§ **Exercise objective**
All pictures must be dropped, while the entries are given again word for word.

Stored items
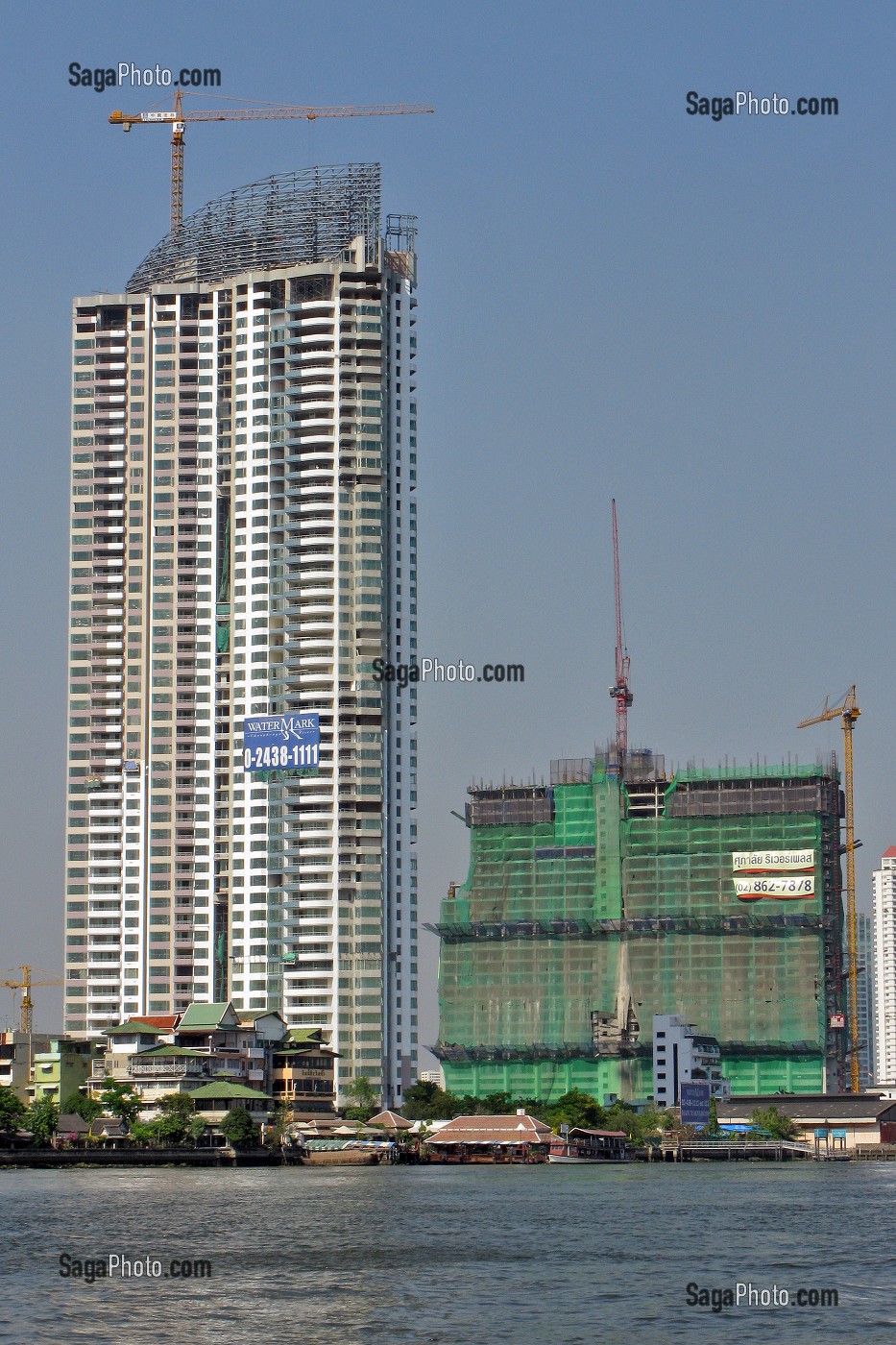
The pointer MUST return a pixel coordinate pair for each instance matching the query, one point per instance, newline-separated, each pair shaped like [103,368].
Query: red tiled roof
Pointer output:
[493,1130]
[164,1021]
[607,1134]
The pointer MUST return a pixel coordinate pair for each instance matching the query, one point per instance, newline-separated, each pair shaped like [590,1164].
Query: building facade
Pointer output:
[600,900]
[865,998]
[682,1056]
[884,962]
[244,541]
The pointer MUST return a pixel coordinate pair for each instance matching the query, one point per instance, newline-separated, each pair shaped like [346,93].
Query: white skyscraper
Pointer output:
[884,935]
[244,541]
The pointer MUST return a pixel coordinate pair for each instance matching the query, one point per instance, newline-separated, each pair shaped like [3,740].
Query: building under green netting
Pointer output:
[606,897]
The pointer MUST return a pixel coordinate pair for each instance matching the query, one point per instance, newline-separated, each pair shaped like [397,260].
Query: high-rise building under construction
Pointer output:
[604,898]
[244,544]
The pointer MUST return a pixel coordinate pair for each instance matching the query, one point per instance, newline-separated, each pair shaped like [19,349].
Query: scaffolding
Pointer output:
[615,898]
[285,219]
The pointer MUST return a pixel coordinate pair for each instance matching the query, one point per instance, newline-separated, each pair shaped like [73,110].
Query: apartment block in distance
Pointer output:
[244,541]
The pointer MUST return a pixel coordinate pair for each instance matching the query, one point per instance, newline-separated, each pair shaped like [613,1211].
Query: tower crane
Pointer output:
[848,712]
[619,692]
[178,120]
[26,1008]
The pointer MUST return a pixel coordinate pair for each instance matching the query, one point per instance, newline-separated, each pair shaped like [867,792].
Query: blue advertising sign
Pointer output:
[694,1105]
[280,742]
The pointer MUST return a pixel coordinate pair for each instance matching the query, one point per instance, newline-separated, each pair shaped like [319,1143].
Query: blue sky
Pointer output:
[617,299]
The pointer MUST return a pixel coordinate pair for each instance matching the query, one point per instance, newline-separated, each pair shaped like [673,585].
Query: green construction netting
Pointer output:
[507,986]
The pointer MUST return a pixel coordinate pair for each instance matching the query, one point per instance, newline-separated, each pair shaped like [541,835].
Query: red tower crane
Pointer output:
[619,692]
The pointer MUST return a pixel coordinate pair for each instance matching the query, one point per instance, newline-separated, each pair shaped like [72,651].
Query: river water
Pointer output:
[469,1255]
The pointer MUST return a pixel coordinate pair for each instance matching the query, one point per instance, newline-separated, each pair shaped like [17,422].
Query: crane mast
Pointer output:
[619,692]
[848,712]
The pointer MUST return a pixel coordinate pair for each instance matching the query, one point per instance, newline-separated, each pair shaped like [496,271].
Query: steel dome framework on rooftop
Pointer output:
[311,215]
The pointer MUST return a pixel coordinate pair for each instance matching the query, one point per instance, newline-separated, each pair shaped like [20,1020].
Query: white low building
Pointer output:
[681,1056]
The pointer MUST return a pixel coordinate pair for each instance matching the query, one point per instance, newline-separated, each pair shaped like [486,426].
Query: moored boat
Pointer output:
[581,1145]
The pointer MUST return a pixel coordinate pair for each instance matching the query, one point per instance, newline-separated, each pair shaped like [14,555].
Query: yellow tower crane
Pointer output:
[26,1008]
[849,712]
[178,120]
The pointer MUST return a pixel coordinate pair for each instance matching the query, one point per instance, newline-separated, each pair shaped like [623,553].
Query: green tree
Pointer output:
[42,1119]
[238,1129]
[11,1112]
[362,1099]
[141,1133]
[175,1113]
[281,1113]
[78,1105]
[121,1100]
[775,1122]
[428,1102]
[576,1109]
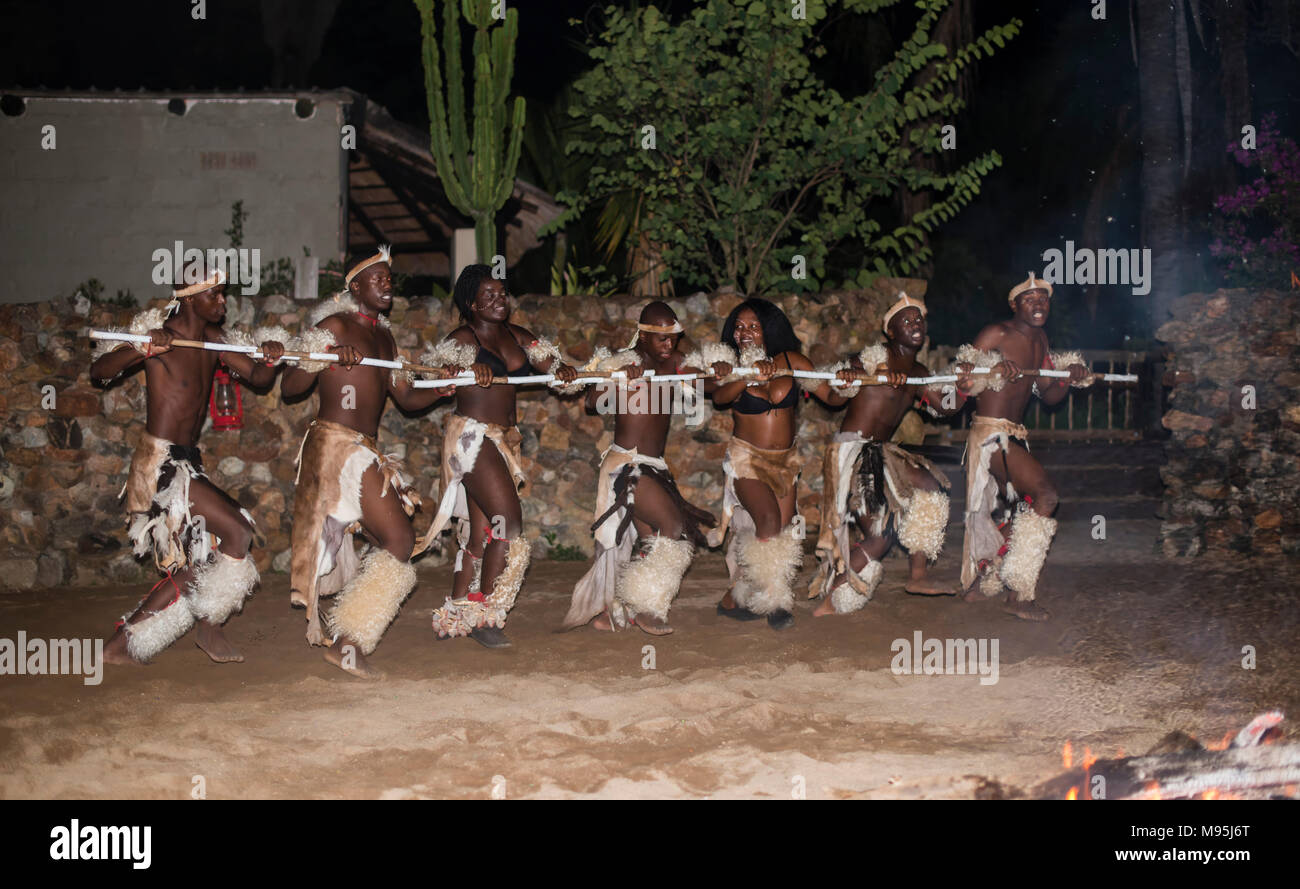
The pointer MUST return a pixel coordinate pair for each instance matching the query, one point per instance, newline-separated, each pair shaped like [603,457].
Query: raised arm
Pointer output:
[117,361]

§ **The answer**
The pointer MUST return a pixel coordinate pair for each instance matching the query, one point per instance, newline-separated, each pair shaped like [103,368].
Query: red tiled roof
Pointer output:
[493,1130]
[164,1021]
[607,1134]
The pointer MUST return a pixel coordinate pair for each instance matching the query, one point per instance, newline-separated, each pair shaped like [590,1164].
Query: building facade
Pointer output:
[600,900]
[865,998]
[682,1056]
[884,962]
[244,541]
The pointer MUST return a pixel coordinate pair for each instance matching the query, one point per instance, newline-separated, each pair shaped like [346,93].
Query: white skyscraper
Pointer output:
[884,935]
[244,541]
The pointer MUST return a pixel coordinate pair for each instance matching the query, one point per instance, newline-separated, each pair shaped like [3,740].
Query: building under green netting
Pointer output:
[606,897]
The pointer MUST return a pixel coordinate pair for each instance matching the query, one point per instance, newline-separated, each pair shaped like [397,260].
Query: high-rise building under construction
Pointer output:
[604,898]
[244,544]
The pointer MUST return a pixel coordinate pair for each instance matching the query, one point per instance, newline-separated, each pair shaped like [19,349].
Query: scaffolding
Pointer output:
[615,898]
[285,219]
The pointer MUST return a pixel coordinate pair for each instance matching the query, one point per instance, newline-separated, each pair shaped like [73,110].
Query: apartment block in distance
Pointer output:
[244,541]
The pointer MUST return a pixel coordinate pair for each instance matching the query, one point per instance, newline-separated, each pair shaped like [613,1211].
Query: tower crane
Pointer output:
[848,712]
[619,692]
[178,120]
[26,1008]
The pointer MUST return a pixel coordinate pair for each instance matching the query, one point per instance, newline-separated, each pair shaped like [867,792].
Query: blue advertising sign
Pointer output:
[694,1105]
[280,742]
The pointer MUST return a pixel coordinate pair for each instance matching the query, one point per instance, newline-separated, each pair shaped like [319,1143].
Query: blue sky
Pointer output:
[617,299]
The pointer MUST return a pixel coordinate pair for each instance matching the query, one point per instance, newline-separated, each pair shaped like [673,585].
Query: green construction netting
Pointer output:
[507,986]
The pointer MUST return a pixel coordinate pair for each instance matching the query, one point per instance, newline-separated, each pair shaped like [541,835].
Query: red tower crane
Pointer output:
[619,692]
The pointer MUST return a pixel coordinate pair for each instance matching the query, one point per instance, newline-separated, each pair shaped like [72,651].
Query: river water
Pointer output:
[469,1255]
The pointer MUST return a pixel coordinate pair for each instance matching the query, one point per instance, newline-separated, each pair shaped like [17,422].
Query: crane mast
Pointer output:
[619,692]
[848,712]
The pointer MUST return a pixel coordinate pair for each instance matching the query, one point per instance, newline-separated, each pair shaped like [496,271].
Query: steel dome framework on rooftop
Pointer output:
[311,215]
The pointer MUST return a pixel coordinate pair for each instance matching the query, one point per instance, newline-separated, each pair shaped like [20,1020].
Query: white low building
Pointer output:
[681,1056]
The pointer MUST return a pixel coordinate pair for each instance matching the query, one point per instance, newline-separated, each pair shaped like [486,426].
Query: moored boat
Pointer output:
[581,1145]
The pointer MUST return a pixel coordinate pair for each instance matching the query, one point per instance, newline-separated, each pair shaped like [14,555].
Query: yellow tower crane
Pointer output:
[26,1008]
[849,712]
[178,120]
The pointer MUST return a pixel coordinate pair for each instance matching the query, one point per instance, newline-separated, each pair shaped like [623,553].
Query: green tree
Pointer output:
[42,1119]
[238,1129]
[11,1112]
[362,1099]
[141,1133]
[175,1113]
[281,1113]
[78,1105]
[121,1100]
[775,1122]
[428,1102]
[576,1109]
The pointer MUST return a pixel coordinate pair for each instance matching the query, one point per instance, newline-separated, each pair shaped like [603,457].
Query: raised arm
Pointer output:
[117,361]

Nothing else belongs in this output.